Task prompt: Your task is to repeat the entries word for word while leaving out the pictures.

Record list:

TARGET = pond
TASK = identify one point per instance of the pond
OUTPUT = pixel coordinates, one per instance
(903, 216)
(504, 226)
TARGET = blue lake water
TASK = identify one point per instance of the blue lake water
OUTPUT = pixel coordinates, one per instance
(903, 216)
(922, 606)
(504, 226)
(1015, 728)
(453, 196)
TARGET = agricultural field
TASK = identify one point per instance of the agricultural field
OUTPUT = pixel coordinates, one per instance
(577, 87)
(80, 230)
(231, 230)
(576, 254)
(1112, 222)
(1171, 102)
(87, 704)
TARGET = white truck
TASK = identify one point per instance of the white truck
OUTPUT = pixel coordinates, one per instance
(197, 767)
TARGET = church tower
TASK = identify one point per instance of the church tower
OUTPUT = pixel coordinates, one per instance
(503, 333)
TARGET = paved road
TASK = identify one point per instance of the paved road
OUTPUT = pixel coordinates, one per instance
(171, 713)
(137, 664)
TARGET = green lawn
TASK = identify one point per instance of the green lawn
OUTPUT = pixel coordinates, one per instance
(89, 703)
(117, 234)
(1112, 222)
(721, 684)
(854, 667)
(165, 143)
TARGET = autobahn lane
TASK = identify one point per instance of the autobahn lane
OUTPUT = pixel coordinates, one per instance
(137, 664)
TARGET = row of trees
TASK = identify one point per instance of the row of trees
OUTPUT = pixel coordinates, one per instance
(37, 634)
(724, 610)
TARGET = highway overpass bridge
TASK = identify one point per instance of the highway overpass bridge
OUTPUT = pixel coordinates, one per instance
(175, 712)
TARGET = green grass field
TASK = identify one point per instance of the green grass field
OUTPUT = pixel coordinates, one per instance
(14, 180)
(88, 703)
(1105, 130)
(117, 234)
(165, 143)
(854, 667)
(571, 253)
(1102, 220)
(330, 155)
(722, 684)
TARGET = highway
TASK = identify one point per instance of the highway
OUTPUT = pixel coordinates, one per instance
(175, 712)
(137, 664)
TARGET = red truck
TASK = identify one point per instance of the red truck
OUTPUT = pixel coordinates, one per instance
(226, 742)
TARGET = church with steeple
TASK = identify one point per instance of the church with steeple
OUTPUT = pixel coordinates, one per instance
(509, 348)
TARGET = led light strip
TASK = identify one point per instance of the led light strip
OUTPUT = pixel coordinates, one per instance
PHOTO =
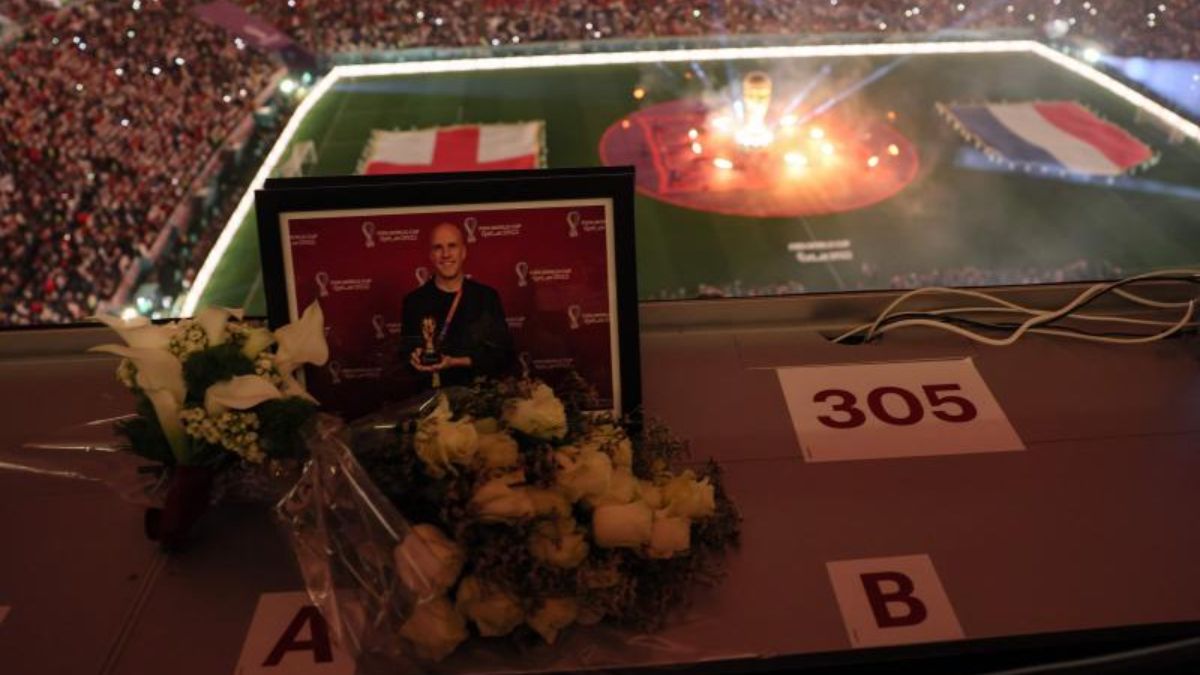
(629, 58)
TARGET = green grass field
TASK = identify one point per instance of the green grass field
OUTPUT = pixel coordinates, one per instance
(951, 216)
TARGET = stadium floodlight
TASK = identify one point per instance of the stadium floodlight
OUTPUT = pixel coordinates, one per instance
(1174, 120)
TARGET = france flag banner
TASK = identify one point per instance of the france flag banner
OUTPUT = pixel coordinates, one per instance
(1051, 133)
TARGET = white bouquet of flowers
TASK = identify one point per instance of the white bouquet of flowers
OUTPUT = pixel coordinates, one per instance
(503, 512)
(214, 396)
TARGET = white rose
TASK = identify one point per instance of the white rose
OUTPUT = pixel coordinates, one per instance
(583, 475)
(623, 454)
(552, 616)
(622, 489)
(685, 496)
(558, 543)
(442, 443)
(540, 416)
(435, 628)
(495, 610)
(670, 535)
(497, 451)
(497, 500)
(549, 502)
(427, 561)
(622, 525)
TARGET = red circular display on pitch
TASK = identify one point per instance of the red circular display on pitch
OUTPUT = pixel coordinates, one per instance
(822, 167)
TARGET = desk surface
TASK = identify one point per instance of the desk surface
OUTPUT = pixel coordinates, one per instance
(1091, 527)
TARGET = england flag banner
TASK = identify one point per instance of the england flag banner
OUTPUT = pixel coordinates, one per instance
(486, 147)
(1057, 135)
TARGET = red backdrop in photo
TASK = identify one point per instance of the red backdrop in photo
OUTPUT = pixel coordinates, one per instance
(547, 263)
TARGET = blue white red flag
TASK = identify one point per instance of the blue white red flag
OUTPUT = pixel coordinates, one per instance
(1051, 133)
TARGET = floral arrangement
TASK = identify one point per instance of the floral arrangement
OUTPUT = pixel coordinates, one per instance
(214, 393)
(532, 515)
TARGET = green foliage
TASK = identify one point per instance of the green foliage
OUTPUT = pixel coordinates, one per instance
(145, 435)
(208, 366)
(281, 425)
(636, 591)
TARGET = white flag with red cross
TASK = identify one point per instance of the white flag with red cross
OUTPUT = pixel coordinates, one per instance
(481, 147)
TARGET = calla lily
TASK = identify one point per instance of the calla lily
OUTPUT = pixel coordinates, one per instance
(213, 321)
(166, 408)
(257, 339)
(292, 387)
(239, 393)
(303, 341)
(161, 376)
(139, 332)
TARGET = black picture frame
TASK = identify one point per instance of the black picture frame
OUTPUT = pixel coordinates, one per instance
(349, 192)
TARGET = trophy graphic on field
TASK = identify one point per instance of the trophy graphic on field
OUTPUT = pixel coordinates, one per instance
(430, 354)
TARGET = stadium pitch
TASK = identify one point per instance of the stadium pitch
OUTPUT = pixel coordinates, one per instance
(961, 211)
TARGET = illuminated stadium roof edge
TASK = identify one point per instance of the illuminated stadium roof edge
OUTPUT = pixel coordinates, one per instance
(709, 54)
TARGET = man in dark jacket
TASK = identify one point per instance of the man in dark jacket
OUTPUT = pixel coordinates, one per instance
(459, 323)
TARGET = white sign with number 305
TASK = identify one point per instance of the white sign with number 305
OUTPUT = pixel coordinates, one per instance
(894, 410)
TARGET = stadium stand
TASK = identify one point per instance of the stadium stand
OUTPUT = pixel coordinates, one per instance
(109, 108)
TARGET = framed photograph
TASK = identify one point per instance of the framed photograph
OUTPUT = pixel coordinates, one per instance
(433, 280)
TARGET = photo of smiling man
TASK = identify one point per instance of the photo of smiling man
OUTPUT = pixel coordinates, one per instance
(457, 323)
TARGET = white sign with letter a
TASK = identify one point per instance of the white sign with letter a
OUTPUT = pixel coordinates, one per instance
(288, 635)
(893, 601)
(894, 410)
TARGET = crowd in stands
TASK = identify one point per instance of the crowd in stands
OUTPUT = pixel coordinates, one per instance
(1135, 27)
(108, 107)
(105, 115)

Worked answer:
TARGET = pond
TASK = identify one point per instance of the pond
OUTPUT = pixel coordinates, one per instance
(903, 216)
(504, 226)
TARGET = blue lake water
TASK = identify one point per instance of the blue lake water
OUTPUT = pixel coordinates, one per instance
(903, 216)
(922, 606)
(504, 226)
(1015, 728)
(453, 196)
TARGET = agricultural field
TASK = identify one point per instance of the agricultural field
OUTPUT = pixel coordinates, one per instance
(577, 87)
(80, 230)
(231, 230)
(576, 254)
(1112, 222)
(1171, 102)
(87, 704)
TARGET = white truck
TASK = identify one point per instance of the white truck
OUTPUT = pixel coordinates, one per instance
(197, 767)
TARGET = church tower
TASK = identify one point per instance of the church tower
OUTPUT = pixel coordinates, one per instance
(503, 333)
TARGET = paved road
TASK = identify one point per instance of the paved road
OUTPUT = pixel coordinates, one per instance
(171, 713)
(137, 664)
TARGET = green lawn
TASK = identify one point per instance of the green lawn
OUTPUT = pixel coordinates, one per instance
(89, 703)
(117, 234)
(1112, 222)
(721, 684)
(854, 667)
(165, 143)
TARGET = autobahn lane
TASK = identify one point per instance of the autobahn lane
OUTPUT = pixel coordinates, one per instance
(137, 664)
TARGET = row of trees
TASK = identify one point per instance of the row of trees
OUTPUT = pixel coordinates, one per instance
(37, 634)
(724, 610)
TARGET = highway overpass bridge
TASK = identify one point per instance of the highway overpass bridge
OUTPUT = pixel coordinates, one per instance
(175, 712)
TARGET = green grass field
TASK = identify one point per instance of the green grass field
OUTPUT = pixel coordinates, one per instance
(14, 180)
(88, 703)
(1105, 130)
(117, 234)
(165, 143)
(854, 667)
(571, 253)
(1102, 220)
(330, 155)
(722, 684)
TARGET = highway
TASK = identify one point per instance of the highway
OUTPUT = pixel coordinates, one per instance
(175, 712)
(137, 664)
TARGET = red truck
TASK = identify one point per instance of the red truck
OUTPUT = pixel coordinates, one per instance
(226, 742)
TARGET = church with steeple
TASK = identify one point per instance of the church with steeple
OUTPUT = pixel coordinates, one per instance
(509, 348)
TARGET = led light strip
TASK = identify one point per instance of the led light strip
OUTPUT = pixel coordinates, one per instance
PHOTO =
(629, 58)
TARGET = green grass field
TASK = identify one point per instance of the green grass field
OUTPUT = pixel coordinates, one per instance
(951, 216)
TARGET = stadium floodlight
TASK = identify one point per instance of the stadium floodlight
OUTPUT = pixel coordinates, one per instance
(1174, 120)
TARGET = france flag banner
TASK = identify one point per instance of the france flag banner
OUTPUT = pixel coordinates, one per instance
(1051, 133)
TARGET = white bouquet of flowers
TASK = identify one point per instance of the white bouquet of flowers
OUTPUT = pixel coordinates, one per instance
(503, 512)
(214, 396)
TARGET = white rose
TASK = identify one point per instance of the white rose
OUTPUT = pixel coordinates, one per instance
(583, 475)
(623, 454)
(552, 616)
(622, 489)
(685, 496)
(558, 543)
(442, 443)
(540, 416)
(435, 628)
(495, 610)
(670, 535)
(497, 451)
(497, 500)
(549, 502)
(427, 561)
(622, 525)
TARGET = red circular display on pitch
TASK = identify one point per instance of the red circular display on pitch
OUTPUT = pixel coordinates, one per instance
(822, 167)
TARGET = desk surface
TASK = identify one point per instance of the desk surface
OUTPUT = pixel coordinates, one per instance
(1091, 527)
TARGET = england flag banner
TASK = identify one point per instance of the england flag banner
OUTPUT = pixel coordinates, one per instance
(486, 147)
(1057, 135)
TARGET = red backdrop in photo
TASK = identify one point per instance of the red backdrop in photo
OUTPUT = pixel coordinates, one per instance
(547, 263)
TARGET = blue white red flag
TASK = identify one point per instance of the blue white red flag
OUTPUT = pixel coordinates, one per instance
(1051, 133)
TARGET = floral arrangement
TASK = identify one point per instance of the floral arrangement
OUTPUT = pixel coordinates, one per instance
(214, 393)
(532, 515)
TARGET = green foliage
TASK = identify one point per instance of the green foliage
OUTPUT = pixel coordinates, one per instance
(145, 435)
(208, 366)
(281, 425)
(636, 591)
TARGET = white flag with red cross
TASK = identify one point per instance of the white flag with red cross
OUTPUT = pixel coordinates, one per instance
(481, 147)
TARGET = calla lily
TASK = identify one point per instance of the calla lily
OUTPUT = pixel coordinates, one per instance
(213, 321)
(166, 408)
(257, 339)
(292, 387)
(239, 393)
(303, 341)
(161, 376)
(139, 332)
TARGET = black picture frame
TASK = identify one point per instance of the black picture frame
OUTPUT = pixel coordinates, one per instance
(349, 192)
TARGET = trophy graphic on field
TASK = identify one point per instance of the trophy graphic on field
OUTPUT = pixel coordinates, one per instance
(430, 354)
TARGET = stadium pitch
TASK = identify one point per instance of the stadium pitch
OUTPUT = pixel coordinates, one per instance
(961, 211)
TARGET = illuminated stadium roof edge
TASK = identify one point per instance of the illuminated stadium roof edge
OUTPUT = pixel coordinates, one per instance
(709, 54)
TARGET = man in dark jacket
TASK = identify one point per instance of the man in dark jacket
OUTPUT = pixel coordinates, one per instance
(459, 323)
TARGET = white sign with number 305
TASK = identify one point per instance of the white sign with number 305
OUTPUT = pixel coordinates, one per instance
(894, 410)
TARGET = stadium stand
TASK = identify one point per instance of the stadium stand
OUTPUT = pixel coordinates, one per instance
(109, 108)
TARGET = framed photograph
TASK = identify one point per instance of the framed photograph
OUTPUT = pixel coordinates, one per instance
(433, 280)
TARGET = photo of smiling man
TASK = identify one point per instance of the photo of smiling man
OUTPUT = pixel coordinates, one per instance
(457, 323)
TARGET = white sign with letter a
TASK = identify one point per instance of the white sign with letter a
OUTPUT = pixel coordinates, one per instance
(288, 635)
(893, 601)
(894, 410)
TARGET = crowd in stands
TASK = identify one point per instance of the crowd in stands
OUTPUT = pixel coordinates, one per instance
(1135, 27)
(108, 107)
(105, 115)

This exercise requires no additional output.